● **Texte à lire**
Le débat politique est devenu une véritable surenchère d’impuissance consentie et de déni du réel. Les péquistes ne cessent de faire comme si la soumission au régime n’avait que des conséquences endurables, comme si rien ne sera jamais si grave pour que le Québec se dresse. Les caquistes ne demandent pas mieux que de faire semblant de trouver noble la malhonnêteté intellectuelle d’un aspirant baronnet et de se faire une petite musique de nuit avec les refrains mille fois répétés d’une autonomie provinciale aussi chimérique que la volonté de l’État canadian d’y accorder la moindre attention. Québec solidaire et les autres partis et groupuscules s’imaginent que le Québec peut se donner un projet de société en oubliant Ottawa et en déportant à gauche l’indigence provinciale. Plus personne ne veut penser la politique nationale dans sa condition réelle, dans sa condition radicalement dépendante.
Les programmes des partis ne sont plus que des énoncés sans fondement dans la realpolitik, des manifestations d’une dépendance à ce point intériorisée que ses catégories ne sont plus perçues comme structurantes. La dépendance n’est pourtant pas qu’une somme d’anecdotes ou un catalogue de limitations vues comme des « irritants ». C’est un cadre, un paradigme de claustration. La politique provinciale n’est pas seulement une politique pour nation annexée, comme l’a si bien montré Maurice Séguin, elle est devenue dans le Canada post-référendaire un véritable trompe-l’œil. Le Québec n’a plus le moindre contrôle sur la définition des finalités de son développement. Tout au plus peut-il s’entredéchirer sur les modalités d’aménagement des contraintes que lui impose un régime qui n’a plus le moindre souci pour ses réactions. Pis encore, pour sa capacité de réagir, tant la pusillanimité de sa classe politique est évidente et avérée.

● **Données à examiner**
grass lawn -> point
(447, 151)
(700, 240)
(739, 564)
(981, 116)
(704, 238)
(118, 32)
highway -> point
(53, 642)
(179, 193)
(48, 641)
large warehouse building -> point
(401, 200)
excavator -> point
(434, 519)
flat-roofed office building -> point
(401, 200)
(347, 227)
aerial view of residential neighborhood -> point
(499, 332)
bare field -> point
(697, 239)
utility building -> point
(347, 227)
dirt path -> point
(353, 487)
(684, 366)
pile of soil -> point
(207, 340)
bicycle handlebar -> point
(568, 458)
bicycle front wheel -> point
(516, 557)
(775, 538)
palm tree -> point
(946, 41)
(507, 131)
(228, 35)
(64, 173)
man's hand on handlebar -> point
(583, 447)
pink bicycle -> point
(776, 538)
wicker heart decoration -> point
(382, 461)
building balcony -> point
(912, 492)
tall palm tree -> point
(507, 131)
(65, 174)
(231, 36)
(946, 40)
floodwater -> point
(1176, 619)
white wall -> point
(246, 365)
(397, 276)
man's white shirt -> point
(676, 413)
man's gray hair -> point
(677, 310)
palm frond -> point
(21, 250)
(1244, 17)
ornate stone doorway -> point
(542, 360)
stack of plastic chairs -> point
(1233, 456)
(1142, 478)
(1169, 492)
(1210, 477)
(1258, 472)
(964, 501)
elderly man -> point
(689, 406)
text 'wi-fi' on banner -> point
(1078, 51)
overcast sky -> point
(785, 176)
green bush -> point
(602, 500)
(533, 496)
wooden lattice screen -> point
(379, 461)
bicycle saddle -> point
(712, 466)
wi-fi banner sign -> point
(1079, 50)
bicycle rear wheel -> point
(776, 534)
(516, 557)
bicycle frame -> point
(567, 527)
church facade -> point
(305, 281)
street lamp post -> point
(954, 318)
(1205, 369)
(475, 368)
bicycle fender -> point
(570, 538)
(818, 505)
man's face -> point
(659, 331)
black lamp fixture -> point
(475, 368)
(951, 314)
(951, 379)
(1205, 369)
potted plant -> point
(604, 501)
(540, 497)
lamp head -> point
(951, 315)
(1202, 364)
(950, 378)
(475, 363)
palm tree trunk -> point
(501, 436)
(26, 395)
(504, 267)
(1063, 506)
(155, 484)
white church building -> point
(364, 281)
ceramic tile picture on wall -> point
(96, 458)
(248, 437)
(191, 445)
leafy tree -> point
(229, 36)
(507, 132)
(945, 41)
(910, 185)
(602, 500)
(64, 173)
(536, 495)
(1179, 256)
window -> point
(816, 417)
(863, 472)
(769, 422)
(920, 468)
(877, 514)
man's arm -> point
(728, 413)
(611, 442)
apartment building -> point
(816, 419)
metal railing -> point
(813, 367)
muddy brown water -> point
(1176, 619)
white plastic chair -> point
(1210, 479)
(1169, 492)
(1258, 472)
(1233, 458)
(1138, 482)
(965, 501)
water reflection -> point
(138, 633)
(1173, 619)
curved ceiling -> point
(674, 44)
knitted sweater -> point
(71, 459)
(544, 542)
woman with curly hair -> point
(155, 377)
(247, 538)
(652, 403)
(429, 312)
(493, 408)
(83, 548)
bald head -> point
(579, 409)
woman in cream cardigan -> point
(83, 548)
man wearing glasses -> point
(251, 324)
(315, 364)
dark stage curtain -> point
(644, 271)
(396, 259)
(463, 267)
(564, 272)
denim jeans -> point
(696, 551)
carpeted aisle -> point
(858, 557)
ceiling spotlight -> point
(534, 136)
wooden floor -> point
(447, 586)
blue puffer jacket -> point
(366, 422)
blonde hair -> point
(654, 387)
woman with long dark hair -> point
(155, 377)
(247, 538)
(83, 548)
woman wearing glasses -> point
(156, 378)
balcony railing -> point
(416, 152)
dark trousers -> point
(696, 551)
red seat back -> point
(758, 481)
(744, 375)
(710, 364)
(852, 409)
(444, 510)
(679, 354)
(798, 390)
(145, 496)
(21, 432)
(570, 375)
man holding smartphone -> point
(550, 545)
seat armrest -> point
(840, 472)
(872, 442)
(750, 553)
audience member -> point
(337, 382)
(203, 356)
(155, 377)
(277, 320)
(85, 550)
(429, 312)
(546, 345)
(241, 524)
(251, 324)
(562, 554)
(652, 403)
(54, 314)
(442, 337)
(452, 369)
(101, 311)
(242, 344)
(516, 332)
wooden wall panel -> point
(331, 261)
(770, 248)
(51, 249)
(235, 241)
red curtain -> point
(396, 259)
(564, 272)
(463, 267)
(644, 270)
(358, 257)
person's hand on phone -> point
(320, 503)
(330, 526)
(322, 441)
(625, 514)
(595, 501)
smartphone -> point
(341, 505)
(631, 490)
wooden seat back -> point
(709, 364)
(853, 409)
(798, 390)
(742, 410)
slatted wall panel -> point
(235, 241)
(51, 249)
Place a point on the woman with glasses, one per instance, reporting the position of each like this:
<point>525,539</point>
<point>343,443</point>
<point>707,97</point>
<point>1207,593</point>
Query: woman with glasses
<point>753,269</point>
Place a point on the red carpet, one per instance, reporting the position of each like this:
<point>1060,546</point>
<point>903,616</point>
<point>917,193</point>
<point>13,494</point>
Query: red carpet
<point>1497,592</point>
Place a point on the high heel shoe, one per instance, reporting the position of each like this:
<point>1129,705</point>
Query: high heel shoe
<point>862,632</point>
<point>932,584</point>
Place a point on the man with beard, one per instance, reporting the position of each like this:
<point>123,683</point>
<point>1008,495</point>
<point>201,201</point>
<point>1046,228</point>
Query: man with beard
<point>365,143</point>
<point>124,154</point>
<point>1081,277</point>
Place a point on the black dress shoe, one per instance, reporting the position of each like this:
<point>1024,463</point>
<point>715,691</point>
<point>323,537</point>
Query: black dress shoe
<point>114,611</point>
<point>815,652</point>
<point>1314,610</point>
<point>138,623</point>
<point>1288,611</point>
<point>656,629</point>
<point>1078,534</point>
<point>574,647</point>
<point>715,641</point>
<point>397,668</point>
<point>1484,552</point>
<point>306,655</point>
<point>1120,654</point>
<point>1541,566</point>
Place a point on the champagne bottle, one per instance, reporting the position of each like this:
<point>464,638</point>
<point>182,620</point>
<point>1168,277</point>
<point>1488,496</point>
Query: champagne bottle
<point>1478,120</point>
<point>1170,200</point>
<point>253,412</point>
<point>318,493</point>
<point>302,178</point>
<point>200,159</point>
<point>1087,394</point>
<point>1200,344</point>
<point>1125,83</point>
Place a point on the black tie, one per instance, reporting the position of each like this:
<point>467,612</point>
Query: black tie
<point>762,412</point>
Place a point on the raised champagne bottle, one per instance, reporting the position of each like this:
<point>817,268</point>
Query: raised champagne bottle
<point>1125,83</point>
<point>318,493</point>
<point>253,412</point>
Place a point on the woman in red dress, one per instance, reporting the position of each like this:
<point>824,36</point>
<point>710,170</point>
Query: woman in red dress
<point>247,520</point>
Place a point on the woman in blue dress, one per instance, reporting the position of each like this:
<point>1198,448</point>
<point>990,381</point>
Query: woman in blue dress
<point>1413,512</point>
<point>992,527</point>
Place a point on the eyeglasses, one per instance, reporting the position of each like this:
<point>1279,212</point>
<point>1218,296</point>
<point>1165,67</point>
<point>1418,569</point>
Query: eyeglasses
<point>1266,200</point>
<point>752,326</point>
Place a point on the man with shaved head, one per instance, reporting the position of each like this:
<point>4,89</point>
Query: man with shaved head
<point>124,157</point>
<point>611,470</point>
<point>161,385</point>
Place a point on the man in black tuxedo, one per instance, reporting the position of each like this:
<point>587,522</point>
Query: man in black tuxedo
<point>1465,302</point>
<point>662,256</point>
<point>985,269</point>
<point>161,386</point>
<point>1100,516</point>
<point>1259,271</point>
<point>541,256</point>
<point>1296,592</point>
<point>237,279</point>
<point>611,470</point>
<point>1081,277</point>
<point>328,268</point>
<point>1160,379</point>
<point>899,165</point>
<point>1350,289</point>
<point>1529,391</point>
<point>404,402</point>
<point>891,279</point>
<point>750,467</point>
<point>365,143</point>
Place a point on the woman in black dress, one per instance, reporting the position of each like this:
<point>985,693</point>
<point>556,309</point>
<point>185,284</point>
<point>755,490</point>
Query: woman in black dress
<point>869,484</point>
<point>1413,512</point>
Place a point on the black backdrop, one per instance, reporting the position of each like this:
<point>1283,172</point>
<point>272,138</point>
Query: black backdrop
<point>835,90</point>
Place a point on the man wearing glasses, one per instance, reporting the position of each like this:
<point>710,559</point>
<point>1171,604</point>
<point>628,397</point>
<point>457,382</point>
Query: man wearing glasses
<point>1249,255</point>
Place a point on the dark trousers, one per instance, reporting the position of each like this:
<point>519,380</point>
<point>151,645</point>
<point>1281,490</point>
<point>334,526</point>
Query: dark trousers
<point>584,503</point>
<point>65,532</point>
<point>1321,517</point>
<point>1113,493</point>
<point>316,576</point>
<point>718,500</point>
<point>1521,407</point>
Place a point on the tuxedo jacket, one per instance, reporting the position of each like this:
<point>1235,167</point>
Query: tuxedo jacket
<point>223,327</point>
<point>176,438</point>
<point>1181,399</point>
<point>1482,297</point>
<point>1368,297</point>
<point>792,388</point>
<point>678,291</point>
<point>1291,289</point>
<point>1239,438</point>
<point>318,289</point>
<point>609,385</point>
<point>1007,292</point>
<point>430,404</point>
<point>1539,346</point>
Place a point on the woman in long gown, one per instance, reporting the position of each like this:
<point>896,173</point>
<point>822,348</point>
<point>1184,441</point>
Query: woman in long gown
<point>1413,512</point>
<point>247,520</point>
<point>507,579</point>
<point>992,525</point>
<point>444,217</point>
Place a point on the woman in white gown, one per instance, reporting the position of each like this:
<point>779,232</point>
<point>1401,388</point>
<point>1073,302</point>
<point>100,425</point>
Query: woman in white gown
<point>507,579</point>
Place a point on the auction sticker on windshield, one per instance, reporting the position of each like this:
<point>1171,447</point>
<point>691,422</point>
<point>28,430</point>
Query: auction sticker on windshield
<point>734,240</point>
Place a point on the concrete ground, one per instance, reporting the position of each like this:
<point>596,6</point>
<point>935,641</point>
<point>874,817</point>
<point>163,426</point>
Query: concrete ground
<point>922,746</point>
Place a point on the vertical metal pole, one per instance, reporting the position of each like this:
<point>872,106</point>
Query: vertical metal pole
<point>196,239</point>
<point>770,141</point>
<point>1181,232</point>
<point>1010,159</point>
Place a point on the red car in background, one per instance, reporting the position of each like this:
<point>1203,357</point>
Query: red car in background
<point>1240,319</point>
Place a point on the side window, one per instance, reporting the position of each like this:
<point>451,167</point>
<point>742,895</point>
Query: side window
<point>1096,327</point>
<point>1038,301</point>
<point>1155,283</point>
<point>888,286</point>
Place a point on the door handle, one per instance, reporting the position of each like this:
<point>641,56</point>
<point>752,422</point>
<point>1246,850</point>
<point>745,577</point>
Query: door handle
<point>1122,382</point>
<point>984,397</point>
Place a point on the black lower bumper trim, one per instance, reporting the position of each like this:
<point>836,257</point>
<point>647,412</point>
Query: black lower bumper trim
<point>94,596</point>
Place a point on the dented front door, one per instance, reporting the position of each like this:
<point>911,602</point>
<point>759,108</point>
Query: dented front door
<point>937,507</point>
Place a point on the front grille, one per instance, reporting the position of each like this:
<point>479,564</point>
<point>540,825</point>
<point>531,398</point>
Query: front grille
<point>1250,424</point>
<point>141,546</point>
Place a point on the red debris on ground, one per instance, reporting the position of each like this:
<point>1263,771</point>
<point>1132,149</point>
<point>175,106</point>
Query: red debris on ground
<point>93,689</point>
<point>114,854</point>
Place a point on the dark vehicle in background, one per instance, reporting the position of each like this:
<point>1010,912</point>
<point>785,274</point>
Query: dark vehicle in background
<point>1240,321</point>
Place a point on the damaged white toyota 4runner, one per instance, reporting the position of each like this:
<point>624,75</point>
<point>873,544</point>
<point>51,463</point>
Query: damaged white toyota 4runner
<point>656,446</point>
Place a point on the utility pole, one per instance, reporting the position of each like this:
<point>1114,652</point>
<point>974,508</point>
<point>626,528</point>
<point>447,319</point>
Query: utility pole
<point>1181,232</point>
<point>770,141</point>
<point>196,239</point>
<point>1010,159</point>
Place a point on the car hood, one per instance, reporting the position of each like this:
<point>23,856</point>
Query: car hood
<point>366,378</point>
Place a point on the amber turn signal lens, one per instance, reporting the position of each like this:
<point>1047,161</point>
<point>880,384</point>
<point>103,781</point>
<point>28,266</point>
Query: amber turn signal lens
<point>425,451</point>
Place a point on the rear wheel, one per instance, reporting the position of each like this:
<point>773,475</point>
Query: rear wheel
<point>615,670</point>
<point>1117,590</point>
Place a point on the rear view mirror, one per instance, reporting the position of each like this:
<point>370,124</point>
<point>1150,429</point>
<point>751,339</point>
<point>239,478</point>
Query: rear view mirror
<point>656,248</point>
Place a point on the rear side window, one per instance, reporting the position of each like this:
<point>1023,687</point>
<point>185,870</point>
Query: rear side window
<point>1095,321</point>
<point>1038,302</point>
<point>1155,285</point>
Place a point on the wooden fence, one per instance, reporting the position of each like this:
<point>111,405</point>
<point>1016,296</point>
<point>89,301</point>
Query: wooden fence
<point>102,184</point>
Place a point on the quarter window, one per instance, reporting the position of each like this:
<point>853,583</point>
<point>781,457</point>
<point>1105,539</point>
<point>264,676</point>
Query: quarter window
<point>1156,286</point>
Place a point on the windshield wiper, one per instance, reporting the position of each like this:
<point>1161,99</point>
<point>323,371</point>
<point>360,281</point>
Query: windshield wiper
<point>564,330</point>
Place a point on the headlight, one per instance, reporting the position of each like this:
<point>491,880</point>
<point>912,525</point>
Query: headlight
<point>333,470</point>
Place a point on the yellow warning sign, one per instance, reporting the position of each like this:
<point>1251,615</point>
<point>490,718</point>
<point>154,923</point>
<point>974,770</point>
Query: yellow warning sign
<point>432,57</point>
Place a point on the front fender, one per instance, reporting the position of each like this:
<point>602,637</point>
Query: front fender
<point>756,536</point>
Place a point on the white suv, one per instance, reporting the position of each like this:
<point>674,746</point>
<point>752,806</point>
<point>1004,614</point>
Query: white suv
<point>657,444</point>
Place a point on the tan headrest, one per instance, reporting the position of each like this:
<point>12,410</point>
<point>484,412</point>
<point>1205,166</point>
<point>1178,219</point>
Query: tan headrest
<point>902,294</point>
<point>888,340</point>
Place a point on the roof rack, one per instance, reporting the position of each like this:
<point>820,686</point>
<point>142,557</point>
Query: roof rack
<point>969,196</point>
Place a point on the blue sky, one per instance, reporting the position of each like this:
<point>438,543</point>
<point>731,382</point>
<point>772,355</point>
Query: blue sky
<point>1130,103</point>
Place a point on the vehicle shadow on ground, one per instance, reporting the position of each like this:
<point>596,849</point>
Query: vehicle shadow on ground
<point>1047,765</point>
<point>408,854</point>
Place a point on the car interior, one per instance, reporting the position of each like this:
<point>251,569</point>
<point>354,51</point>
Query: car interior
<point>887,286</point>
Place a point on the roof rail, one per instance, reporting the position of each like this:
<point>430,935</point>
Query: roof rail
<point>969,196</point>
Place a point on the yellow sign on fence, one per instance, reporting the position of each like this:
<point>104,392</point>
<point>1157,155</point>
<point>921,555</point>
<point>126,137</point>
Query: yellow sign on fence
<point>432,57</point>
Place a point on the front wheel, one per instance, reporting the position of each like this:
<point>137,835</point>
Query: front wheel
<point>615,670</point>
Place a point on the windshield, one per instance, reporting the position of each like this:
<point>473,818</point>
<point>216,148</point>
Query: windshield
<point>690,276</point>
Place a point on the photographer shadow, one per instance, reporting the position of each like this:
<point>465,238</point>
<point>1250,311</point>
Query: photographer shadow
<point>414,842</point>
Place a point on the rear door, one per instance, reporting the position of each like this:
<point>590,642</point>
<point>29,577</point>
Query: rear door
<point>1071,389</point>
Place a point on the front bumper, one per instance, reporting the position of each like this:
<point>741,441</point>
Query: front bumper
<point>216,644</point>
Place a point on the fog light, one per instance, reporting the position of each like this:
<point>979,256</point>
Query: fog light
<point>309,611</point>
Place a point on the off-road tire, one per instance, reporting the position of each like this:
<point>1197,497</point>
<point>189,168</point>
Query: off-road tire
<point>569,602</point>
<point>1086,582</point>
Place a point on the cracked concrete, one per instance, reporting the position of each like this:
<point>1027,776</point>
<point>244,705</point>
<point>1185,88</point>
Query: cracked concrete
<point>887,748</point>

● **Travail demandé**
[a] Répondez aux questions suivantes d'après le texte sur la politique québécoise.
(i) Selon le texte, que s'imaginent Québec solidaire et les autres partis et groupuscules ?
(ii) Qui a montré que la politique provinciale est une politique pour nation annexée ?
(iii) Sur quoi le Québec n'a-t-il plus le moindre contrôle ?
[b] Prolongez le texte sur la politique québécoise d'un paragraphe qui fait suite à sa dernière phrase.

● **Vos réponses**
[a]
(i) Que le Québec peut se donner un projet de société en oubliant Ottawa et en déportant à gauche l'indigence provinciale.
(ii) Maurice Séguin.
(iii) Sur la définition des finalités de son développement.

[b]
La vérité de notre condition politique c’est que l’État du Québec est en voie de décomposition, que le gouvernement du Québec a de moins en moins les moyens de sa mission et qu’il a si bien intériorisé les contraintes que le Canada lui impose qu’il ne se pense plus que dans la vision déformée que la faiblesse et l’incohérence de ses gestes donnent à ses projets et à sa capacité de se projeter. On comprend dès lors en quoi la seule existence du Bloc québécois peut apparaître à plusieurs comme incongrue, voire obscène. Sa présence à Ottawa comme force d’incarnation de la volonté de se conduire selon ses finalités propres suffit à révéler que l’altérité radicale est la seule voie de représentation des intérêts et des actions de la nation.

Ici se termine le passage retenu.